Mike

Posted on May 24

🎙️Interview Coach AI — Practice Mock Interviews Locally with Gemma 4 + Jan

#devchallenge #gemmachallenge #gemma

Gemma 4 Challenge: Build With Gemma 4 Submission

This is a submission for the Gemma 4 Challenge: Build with Gemma 4

What I Built

Interview Coach AI is a local-first mock interview web app. You work through a 10-module curriculum (self-intro, behavioral, technical, capstone mock), speak or type your answers to an AI recruiter, and get a full performance report when the session ends — radar scores, strengths, weaknesses, and written feedback.

The product loop is simple on purpose:

Pick a lesson on the practice hub
Start a Preparation session (guided flow, live transcript, real-time scores)
Review analytics and track progress in your browser

No cloud LLM bill for the core experience. The “brain” of the app is Gemma 4 running on your machine, wired through Jan’s local server and its OpenAPI/Swagger docs so you can inspect and test every call before the React app ever hits it.

Demo

Quick local demo (no deploy required):

git clone https://github.com/longphanquangminh/gemma-interview.git
cd gemma-interview
npm install
cp .env.example .env
npm run dev

1/ Open Jan → load gemma-4-E4B-it-IQ4_XS → start the local API server (default http://127.0.0.1:1337)

• _Available data_

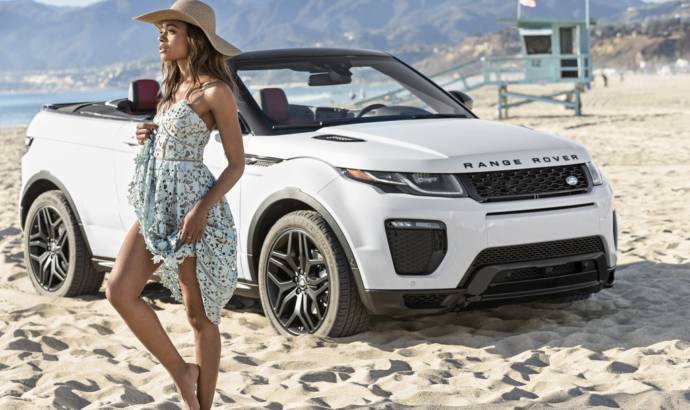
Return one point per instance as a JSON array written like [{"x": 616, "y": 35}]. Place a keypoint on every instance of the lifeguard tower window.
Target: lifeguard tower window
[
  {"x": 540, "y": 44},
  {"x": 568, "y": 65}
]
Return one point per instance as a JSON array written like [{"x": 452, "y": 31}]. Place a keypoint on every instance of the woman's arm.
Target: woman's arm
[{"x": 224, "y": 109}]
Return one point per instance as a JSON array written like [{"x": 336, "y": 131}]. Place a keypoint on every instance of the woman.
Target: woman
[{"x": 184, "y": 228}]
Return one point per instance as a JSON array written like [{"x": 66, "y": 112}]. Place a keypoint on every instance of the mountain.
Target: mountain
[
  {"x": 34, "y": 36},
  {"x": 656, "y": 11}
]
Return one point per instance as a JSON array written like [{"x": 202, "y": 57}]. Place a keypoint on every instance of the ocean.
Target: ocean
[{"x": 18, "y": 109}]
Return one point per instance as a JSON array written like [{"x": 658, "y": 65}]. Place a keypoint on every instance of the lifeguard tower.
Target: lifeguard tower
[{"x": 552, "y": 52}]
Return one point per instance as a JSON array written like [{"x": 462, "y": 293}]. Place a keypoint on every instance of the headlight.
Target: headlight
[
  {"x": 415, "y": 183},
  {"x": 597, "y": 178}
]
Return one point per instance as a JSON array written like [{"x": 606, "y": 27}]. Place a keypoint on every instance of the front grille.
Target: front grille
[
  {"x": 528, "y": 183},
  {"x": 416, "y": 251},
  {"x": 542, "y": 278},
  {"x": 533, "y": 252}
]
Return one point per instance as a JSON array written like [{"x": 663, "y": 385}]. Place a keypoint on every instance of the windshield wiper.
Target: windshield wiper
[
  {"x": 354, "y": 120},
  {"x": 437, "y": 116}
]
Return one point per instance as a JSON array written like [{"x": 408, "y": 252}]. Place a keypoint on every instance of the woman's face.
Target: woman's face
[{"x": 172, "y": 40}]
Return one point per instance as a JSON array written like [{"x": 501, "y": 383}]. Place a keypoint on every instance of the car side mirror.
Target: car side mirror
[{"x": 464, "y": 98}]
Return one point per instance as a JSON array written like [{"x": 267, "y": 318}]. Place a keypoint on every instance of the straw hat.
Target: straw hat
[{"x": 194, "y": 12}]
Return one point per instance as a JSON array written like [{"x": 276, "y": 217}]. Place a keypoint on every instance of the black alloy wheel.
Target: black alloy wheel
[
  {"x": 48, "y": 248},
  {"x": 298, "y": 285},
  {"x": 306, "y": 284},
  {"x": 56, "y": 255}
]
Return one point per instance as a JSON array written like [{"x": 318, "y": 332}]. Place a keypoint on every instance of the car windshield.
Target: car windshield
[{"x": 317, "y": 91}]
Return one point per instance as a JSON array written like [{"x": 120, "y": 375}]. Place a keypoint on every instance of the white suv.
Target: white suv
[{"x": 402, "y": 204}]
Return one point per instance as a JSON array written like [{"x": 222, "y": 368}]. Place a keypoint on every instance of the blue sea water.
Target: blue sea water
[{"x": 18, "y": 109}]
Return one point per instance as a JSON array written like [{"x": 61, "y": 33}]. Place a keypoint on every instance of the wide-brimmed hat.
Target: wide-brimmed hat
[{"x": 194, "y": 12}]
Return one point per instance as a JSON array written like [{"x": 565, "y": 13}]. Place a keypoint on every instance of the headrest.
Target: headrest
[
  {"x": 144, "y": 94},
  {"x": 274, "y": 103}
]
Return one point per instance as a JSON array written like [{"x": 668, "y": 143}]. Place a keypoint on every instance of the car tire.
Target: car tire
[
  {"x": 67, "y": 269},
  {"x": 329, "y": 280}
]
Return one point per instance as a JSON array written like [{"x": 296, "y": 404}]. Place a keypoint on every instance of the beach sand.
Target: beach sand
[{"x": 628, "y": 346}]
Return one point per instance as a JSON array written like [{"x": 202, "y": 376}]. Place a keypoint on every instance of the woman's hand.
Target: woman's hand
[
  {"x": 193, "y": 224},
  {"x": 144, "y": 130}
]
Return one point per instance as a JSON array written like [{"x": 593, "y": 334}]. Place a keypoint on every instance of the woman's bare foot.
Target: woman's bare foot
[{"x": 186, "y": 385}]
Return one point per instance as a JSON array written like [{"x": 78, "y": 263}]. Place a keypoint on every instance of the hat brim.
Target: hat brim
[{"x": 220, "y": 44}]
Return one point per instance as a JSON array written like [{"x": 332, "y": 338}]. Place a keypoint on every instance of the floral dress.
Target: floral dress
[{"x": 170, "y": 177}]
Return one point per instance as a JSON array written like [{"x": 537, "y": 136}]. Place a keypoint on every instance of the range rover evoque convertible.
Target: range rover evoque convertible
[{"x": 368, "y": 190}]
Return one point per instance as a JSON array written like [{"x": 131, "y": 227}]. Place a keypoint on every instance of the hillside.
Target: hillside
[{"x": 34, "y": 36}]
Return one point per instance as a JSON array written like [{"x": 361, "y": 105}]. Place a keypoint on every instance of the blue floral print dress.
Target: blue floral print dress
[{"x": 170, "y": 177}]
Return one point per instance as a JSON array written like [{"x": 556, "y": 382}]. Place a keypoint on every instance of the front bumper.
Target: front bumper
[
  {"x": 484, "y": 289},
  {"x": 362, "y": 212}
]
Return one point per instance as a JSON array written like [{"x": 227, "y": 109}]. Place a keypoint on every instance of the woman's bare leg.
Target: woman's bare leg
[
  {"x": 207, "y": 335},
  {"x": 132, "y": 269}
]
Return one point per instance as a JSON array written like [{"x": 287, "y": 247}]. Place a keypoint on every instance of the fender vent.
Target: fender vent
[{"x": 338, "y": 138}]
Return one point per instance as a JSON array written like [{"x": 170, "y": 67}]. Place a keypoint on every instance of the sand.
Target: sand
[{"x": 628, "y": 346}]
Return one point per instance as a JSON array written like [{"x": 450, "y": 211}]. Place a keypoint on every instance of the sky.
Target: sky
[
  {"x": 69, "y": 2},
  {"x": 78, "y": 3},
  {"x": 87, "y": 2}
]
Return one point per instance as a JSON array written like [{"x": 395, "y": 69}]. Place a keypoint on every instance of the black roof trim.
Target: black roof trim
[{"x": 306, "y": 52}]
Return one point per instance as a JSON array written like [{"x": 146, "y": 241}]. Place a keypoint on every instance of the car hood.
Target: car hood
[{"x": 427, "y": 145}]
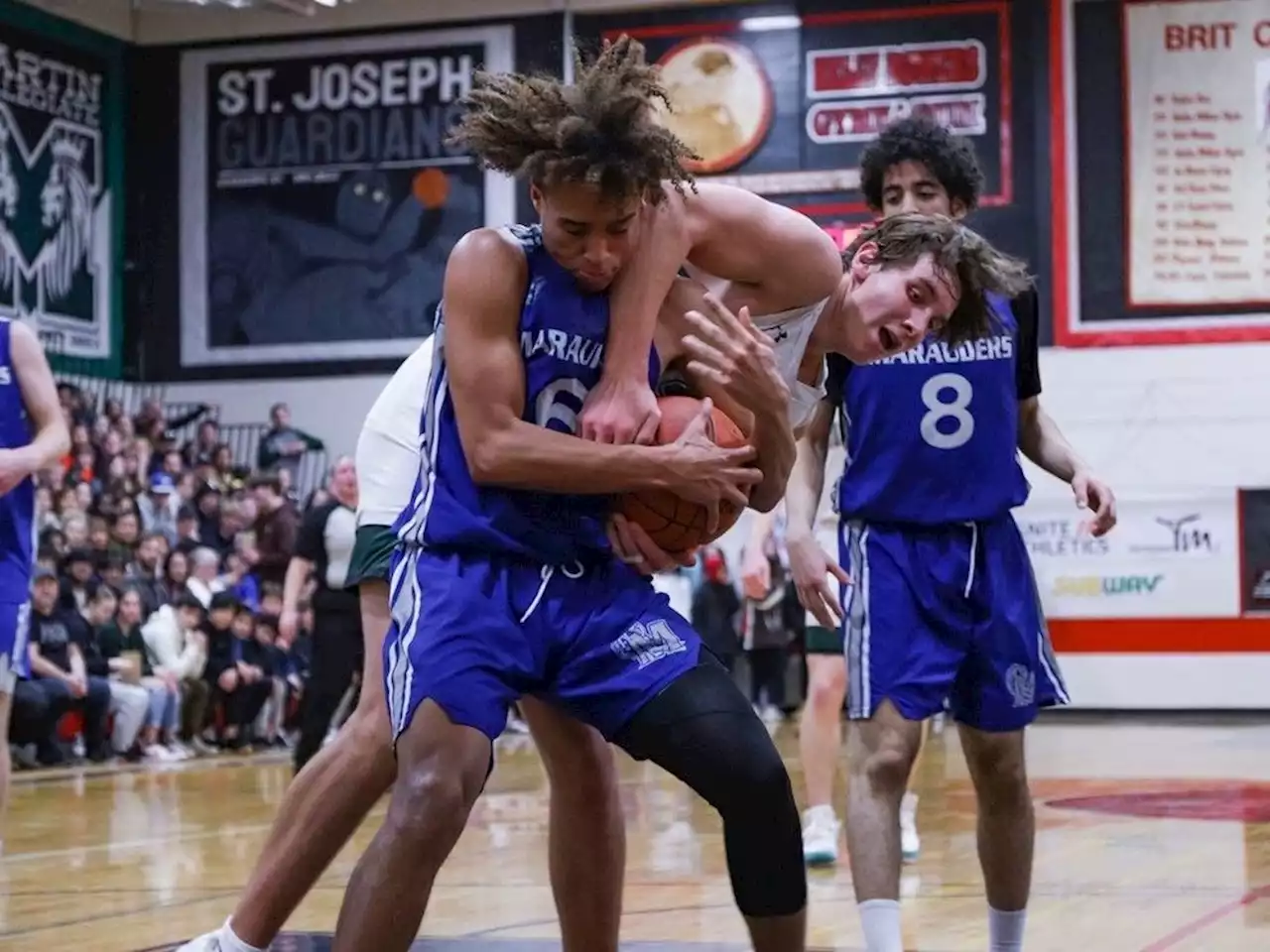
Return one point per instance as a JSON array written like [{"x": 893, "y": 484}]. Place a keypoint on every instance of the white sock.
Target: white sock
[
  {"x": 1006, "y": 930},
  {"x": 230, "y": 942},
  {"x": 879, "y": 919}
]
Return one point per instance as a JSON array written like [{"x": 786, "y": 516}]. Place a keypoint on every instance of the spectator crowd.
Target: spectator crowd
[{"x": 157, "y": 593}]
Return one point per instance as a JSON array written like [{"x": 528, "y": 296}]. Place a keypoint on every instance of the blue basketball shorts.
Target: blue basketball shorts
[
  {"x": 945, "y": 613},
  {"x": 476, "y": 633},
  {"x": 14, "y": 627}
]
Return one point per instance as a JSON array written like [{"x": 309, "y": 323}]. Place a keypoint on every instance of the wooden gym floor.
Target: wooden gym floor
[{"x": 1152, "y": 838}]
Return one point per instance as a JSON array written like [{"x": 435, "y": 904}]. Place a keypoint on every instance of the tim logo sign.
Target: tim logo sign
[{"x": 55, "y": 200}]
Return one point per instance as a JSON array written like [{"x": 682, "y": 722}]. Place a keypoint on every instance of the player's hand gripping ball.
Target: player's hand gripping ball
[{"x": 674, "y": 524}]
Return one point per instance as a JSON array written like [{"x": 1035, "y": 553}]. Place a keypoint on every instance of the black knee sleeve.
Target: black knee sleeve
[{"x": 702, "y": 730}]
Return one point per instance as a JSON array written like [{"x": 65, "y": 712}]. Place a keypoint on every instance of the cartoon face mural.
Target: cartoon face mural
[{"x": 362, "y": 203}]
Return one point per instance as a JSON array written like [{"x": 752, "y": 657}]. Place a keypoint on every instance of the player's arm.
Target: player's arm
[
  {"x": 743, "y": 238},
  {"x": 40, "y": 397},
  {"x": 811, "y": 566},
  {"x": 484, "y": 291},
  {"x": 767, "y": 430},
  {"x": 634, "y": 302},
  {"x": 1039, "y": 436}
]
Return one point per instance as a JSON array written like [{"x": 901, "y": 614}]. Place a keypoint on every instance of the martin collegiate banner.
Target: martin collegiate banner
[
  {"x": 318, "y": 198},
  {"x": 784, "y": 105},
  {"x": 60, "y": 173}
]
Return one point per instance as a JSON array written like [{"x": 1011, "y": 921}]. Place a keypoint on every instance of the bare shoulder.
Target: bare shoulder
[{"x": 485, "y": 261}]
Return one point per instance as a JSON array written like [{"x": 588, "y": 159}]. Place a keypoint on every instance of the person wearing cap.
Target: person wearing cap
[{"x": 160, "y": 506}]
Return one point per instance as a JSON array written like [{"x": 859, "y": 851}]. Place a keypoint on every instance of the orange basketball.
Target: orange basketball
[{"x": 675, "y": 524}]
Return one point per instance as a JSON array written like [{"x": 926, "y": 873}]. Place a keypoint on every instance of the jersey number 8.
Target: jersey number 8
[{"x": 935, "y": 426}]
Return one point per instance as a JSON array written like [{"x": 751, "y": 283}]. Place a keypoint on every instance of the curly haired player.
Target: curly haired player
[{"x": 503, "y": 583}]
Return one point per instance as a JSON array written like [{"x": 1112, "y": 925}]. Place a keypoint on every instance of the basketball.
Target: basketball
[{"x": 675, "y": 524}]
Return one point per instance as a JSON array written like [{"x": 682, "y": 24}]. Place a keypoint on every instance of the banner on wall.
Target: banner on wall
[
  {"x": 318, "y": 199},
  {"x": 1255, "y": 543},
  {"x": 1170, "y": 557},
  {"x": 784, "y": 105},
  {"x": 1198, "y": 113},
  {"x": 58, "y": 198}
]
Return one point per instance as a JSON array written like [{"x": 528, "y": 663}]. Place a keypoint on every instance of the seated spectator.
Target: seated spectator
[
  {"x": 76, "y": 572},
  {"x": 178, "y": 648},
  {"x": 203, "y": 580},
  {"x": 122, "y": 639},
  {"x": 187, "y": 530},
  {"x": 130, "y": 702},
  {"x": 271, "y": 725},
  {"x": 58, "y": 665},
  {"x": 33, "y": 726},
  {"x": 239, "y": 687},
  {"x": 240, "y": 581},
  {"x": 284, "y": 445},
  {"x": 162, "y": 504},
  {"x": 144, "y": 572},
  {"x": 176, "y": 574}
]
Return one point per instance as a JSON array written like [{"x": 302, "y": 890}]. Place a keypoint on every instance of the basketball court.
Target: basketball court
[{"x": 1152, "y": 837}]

• _Work task A_
Copy the Interview Coach AI post word for word, from "Gemma 4 Challenge: Build With Gemma 4 Submission" up to and including "transcript, real-time scores)".
• _Work task B_
What does the full performance report at the end of a session contain, according to the Interview Coach AI post? List every item.

• _Task response A_
Gemma 4 Challenge: Build With Gemma 4 Submission

This is a submission for the Gemma 4 Challenge: Build with Gemma 4

What I Built

Interview Coach AI is a local-first mock interview web app. You work through a 10-module curriculum (self-intro, behavioral, technical, capstone mock), speak or type your answers to an AI recruiter, and get a full performance report when the session ends — radar scores, strengths, weaknesses, and written feedback.

The product loop is simple on purpose:

Pick a lesson on the practice hub
Start a Preparation session (guided flow, live transcript, real-time scores)

• _Task response B_
- Radar scores
- Strengths
- Weaknesses
- Written feedback